◆ **THE EXERCISE**
Print every entry exactly as written.

◆ **AVAILABLE RECORDS**
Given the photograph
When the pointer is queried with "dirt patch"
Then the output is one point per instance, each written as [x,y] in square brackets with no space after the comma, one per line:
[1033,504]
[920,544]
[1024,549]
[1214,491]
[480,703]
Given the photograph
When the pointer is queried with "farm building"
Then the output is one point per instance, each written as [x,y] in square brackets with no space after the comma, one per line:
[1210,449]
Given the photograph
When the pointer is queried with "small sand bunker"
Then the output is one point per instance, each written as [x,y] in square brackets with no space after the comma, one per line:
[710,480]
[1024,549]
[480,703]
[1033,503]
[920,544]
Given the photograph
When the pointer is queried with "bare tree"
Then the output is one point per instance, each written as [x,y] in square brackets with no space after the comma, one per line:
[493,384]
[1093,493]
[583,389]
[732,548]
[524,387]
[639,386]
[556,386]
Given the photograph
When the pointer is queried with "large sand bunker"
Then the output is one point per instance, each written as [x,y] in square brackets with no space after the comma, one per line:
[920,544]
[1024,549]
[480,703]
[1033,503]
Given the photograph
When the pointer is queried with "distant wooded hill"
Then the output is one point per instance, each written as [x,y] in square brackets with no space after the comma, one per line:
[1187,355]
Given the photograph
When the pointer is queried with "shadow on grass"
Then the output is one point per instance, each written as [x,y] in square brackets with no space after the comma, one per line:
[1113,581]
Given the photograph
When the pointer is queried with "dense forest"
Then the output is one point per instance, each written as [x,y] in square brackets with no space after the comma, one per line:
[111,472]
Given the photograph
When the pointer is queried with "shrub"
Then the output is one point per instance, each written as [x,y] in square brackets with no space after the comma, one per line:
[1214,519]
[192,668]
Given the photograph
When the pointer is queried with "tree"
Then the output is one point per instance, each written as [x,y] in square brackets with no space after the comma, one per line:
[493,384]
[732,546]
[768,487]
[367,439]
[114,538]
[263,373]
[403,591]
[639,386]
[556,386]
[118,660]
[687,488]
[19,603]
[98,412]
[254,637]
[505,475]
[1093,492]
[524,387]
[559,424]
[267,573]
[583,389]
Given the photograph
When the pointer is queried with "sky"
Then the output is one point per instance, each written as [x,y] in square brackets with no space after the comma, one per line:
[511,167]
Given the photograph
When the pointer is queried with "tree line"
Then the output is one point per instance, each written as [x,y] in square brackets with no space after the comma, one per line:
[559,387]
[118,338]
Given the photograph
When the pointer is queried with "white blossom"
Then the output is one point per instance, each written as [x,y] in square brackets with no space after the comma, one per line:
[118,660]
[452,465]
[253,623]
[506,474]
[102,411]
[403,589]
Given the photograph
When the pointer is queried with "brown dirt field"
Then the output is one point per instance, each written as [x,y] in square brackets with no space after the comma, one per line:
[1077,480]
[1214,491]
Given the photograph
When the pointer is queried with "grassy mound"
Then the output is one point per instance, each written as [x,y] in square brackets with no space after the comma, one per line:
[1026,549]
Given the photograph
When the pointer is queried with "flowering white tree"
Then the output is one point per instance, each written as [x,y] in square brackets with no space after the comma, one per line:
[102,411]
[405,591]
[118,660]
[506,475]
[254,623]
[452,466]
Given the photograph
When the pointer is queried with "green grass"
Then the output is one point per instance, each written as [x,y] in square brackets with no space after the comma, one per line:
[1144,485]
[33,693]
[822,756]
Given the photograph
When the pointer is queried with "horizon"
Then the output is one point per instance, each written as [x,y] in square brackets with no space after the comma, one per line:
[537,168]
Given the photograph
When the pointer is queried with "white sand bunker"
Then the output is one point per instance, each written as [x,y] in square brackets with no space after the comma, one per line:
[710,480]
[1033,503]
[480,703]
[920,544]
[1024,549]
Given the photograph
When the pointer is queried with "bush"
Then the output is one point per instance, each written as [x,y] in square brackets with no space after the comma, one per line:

◆ **FINAL RESULT**
Given the photograph
When the pointer is queried with "dirt patch"
Then the output is one point per instance, each written as [x,y] in square brackets with no space after the comma, one per line:
[1033,504]
[920,544]
[1024,549]
[1214,491]
[480,703]
Given the photograph
When the pointer is queried with "farm building"
Then the output is one point per instance, each written as [x,y] in square brackets with no space after the comma, one per line:
[1210,449]
Given the photograph
When the pointer is queried with "small sand bunker"
Then the output is one point per instance, each written as [x,y] in square brackets with no space after the comma, one per line:
[710,480]
[1024,549]
[480,703]
[1033,503]
[920,544]
Given the photograph
When the pointer is queried with "bare tree"
Then the output is one point per instance, each written as [x,y] in square brackets with no space after the comma, one per line:
[493,384]
[1093,493]
[583,389]
[732,548]
[524,387]
[639,386]
[556,386]
Given the photograph
When the pointer is queried with "large sand bunker"
Then the output is one point per instance, each written as [x,y] in square brackets with no space after the comma, one per line:
[920,544]
[1024,549]
[480,703]
[1033,503]
Given the photograph
When the pointer is queried with "distant wooded hill"
Then the output is one point per instance, each written as [x,y] in square brackets with no space after the comma, one per line:
[1187,355]
Given the photograph
When the pointer is queried with "shadow on grass"
Then the output is one point per instance, each written as [x,y] in square brackets with no space after the comma, one per line:
[1113,581]
Given the photograph
When the pointer is queried with "dense forest"
Then the output is one point per instance, each written as [x,y] in square brackets with no space after the comma, one per line:
[111,472]
Given the photograph
When the pointer is queried with "shrub"
Then the output is one point per instance, each written as [x,y] in square brackets with no space after the comma, one per line:
[1214,519]
[192,668]
Given the photograph
When the pointer is queried with "tree"
Then the output is one point per instance, each written as [x,y] in square brackets with no space after the comma, one per line:
[493,384]
[732,546]
[768,487]
[367,439]
[114,538]
[263,373]
[403,591]
[639,386]
[556,386]
[118,660]
[687,488]
[19,603]
[98,412]
[254,637]
[505,475]
[1093,492]
[524,387]
[559,424]
[267,573]
[583,389]
Given the photograph
When the pointer is queried with "sky"
Then the output is one point per instance, each written as [x,y] in square brackets with no space after the comma, one per line:
[511,167]
Given the photograph
When the pointer is queried with "tree line"
Then the output is one point per instance, each written as [x,y] in square brackets with no space after the comma, one per line:
[559,387]
[118,338]
Given the photograph
When the pointer is queried with "white blossom"
Then the output is one point per instance, each written as [x,y] in square brackets with no space after the comma, one per line:
[118,660]
[452,465]
[253,623]
[506,474]
[102,411]
[403,589]
Given the photograph
When the pointer is queried with "brown dirt field"
Then the output is one point per instance, each written as [x,y] in square brackets with no space after the comma, one per line:
[1077,480]
[1214,491]
Given the photograph
When the pointer is queried with "grassy mound"
Then the output is one point per instance, each written as [x,y] in square brackets with no space after the comma, one per line:
[1026,549]
Given the photograph
When the pointer is queried with "flowering white tree"
Then the output is one point per instance, each written as [x,y] in square brackets with no space after the comma, one per line:
[102,411]
[405,591]
[118,660]
[506,475]
[254,623]
[452,466]
Given the photograph
When the pointer is queried with "green grass"
Then the output is one point per instance, each written as [x,y] in square brackets with no space after the comma, one per line:
[1144,485]
[33,693]
[822,756]
Given the photograph
When the pointer is queried with "horizon"
Then the output is one point per instance, each written as [x,y] in square brackets with no space after the comma, one per line:
[537,168]
Given the photograph
When the pointer is queried with "white sand bunker"
Then the output is one point per instance, each written as [x,y] in square brackets with no space after the comma, one per line:
[710,480]
[1033,503]
[480,703]
[920,544]
[1024,549]
Given the photograph
When the pointer is queried with "bush"
Then the output is one point per instance, each written as [x,y] in square brackets with no space after the comma, one per line:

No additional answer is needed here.